**Recorded information**
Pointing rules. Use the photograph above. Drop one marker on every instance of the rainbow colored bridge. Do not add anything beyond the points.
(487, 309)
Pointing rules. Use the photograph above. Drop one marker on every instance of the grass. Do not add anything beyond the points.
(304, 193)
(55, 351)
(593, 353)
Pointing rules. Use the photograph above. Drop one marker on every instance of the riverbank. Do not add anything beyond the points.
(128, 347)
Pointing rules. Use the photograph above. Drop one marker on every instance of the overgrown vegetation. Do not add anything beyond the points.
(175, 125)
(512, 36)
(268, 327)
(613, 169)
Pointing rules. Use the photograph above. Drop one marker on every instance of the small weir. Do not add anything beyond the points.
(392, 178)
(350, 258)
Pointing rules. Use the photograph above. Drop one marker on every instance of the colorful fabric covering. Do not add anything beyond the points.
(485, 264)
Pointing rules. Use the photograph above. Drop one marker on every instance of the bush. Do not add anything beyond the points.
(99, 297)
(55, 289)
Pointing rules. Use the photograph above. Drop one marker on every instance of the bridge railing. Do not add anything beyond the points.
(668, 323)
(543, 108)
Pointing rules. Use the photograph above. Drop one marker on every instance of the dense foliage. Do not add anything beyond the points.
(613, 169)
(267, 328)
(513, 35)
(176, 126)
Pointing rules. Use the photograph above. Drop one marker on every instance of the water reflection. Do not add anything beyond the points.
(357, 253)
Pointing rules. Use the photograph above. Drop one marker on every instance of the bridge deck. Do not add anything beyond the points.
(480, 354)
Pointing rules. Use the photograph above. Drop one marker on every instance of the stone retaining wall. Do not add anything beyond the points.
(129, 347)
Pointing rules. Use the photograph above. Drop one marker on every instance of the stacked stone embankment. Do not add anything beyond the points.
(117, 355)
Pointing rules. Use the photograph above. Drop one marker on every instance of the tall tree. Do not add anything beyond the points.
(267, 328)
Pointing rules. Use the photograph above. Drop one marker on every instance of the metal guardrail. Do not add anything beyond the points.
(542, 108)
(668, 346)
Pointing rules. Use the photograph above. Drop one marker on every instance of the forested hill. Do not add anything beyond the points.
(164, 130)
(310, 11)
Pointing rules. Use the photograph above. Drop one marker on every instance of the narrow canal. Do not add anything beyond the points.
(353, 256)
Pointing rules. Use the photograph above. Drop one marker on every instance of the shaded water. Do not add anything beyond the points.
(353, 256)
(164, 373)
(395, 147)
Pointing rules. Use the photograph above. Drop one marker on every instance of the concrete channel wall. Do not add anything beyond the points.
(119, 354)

**Work required**
Please pull out every line from the one containing "of the concrete" through the end of the rows, inclusive, and reproduce them verbatim.

**Task output**
Pointing rules. Use the photograph above. Drop one marker on every instance of the concrete channel wall. Do not add anything beyond the points.
(119, 354)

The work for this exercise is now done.